Work to complete:
Quote all entries in full, exactly.

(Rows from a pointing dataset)
* begin *

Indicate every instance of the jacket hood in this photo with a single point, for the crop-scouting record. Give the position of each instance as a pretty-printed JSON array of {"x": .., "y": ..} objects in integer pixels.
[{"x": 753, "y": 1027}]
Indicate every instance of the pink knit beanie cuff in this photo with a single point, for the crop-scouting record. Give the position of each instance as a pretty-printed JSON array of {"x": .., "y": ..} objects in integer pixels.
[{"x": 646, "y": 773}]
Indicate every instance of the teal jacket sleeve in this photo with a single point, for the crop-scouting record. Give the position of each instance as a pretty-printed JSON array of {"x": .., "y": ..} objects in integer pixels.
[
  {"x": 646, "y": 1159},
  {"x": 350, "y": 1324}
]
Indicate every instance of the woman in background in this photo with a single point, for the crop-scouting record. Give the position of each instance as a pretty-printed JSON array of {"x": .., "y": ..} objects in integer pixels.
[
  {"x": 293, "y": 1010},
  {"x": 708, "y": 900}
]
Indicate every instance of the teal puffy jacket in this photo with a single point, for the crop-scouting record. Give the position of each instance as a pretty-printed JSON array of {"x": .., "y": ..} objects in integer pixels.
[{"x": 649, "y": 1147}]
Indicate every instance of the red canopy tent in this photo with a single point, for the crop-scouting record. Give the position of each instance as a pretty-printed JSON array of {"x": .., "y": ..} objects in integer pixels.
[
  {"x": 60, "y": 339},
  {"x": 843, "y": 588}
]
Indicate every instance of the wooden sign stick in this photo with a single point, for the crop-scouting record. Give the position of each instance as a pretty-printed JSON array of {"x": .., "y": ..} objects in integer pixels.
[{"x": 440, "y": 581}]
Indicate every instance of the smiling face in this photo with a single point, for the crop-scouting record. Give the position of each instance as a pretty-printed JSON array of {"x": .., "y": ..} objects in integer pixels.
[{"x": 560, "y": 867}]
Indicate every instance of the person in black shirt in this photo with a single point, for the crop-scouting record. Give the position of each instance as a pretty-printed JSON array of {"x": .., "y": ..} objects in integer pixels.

* end *

Worked solution:
Indicate every instance of the jacket hood in this photo with a single point, for the crop-scouting record. Give the position of each instance as a pretty-printed JSON array of {"x": .., "y": ..} objects in integer pixels.
[{"x": 753, "y": 1027}]
Indicate every instance of the pink knit beanie cuff in this photo with a single point, for the crop-scouting record. Give the position of each instance as a pretty-printed JSON array of {"x": .., "y": ..} objects in integer pixels.
[{"x": 646, "y": 773}]
Indicate every instance of the teal jacket sleeve in this photo with a single point, for the crop-scouting record. Give the position of each instance as a pretty-printed JSON array of {"x": .., "y": ..} objects in integer pixels.
[
  {"x": 646, "y": 1159},
  {"x": 350, "y": 1324}
]
Indicate every instance of the woman in background in this photo with a single point, for the crop-scouting record. Give the position of each instance as a pretty-printed JSON array of {"x": .., "y": ..} objects in integer pixels.
[
  {"x": 293, "y": 1010},
  {"x": 708, "y": 900}
]
Indicate every instance of the teal puffy jacket in this photo with a single point, for the crop-scouting record. Give the position of each instance as a pretty-printed JSON array of {"x": .., "y": ..} objects in integer pixels.
[{"x": 649, "y": 1147}]
Indicate every instance of the red canopy tent in this photo with a single point, for the crop-scouting record. Give the position of each instance as a pretty-printed JSON array of {"x": .., "y": ..} objects in integer pixels.
[
  {"x": 60, "y": 339},
  {"x": 843, "y": 588}
]
Indicate every instance of the wooden sign stick in this photo with a single point, for the crop-scouting record. Give the position of each instance as a pretty-printed JSON array of {"x": .., "y": ..} objects in integer pixels.
[{"x": 440, "y": 581}]
Indicate every instance of the smiling face in this photo with a single point, for the crop-scouting record. Give the position of each instance as a pretty-printed JSON array of {"x": .., "y": ..} objects in integer pixels.
[{"x": 560, "y": 867}]
Indicate every instance of the person in black shirt in this photo with a single point, for the crop-scouting record. Give the position of each instance as a pretty-printed JSON array of {"x": .., "y": ..} objects in integer pixels.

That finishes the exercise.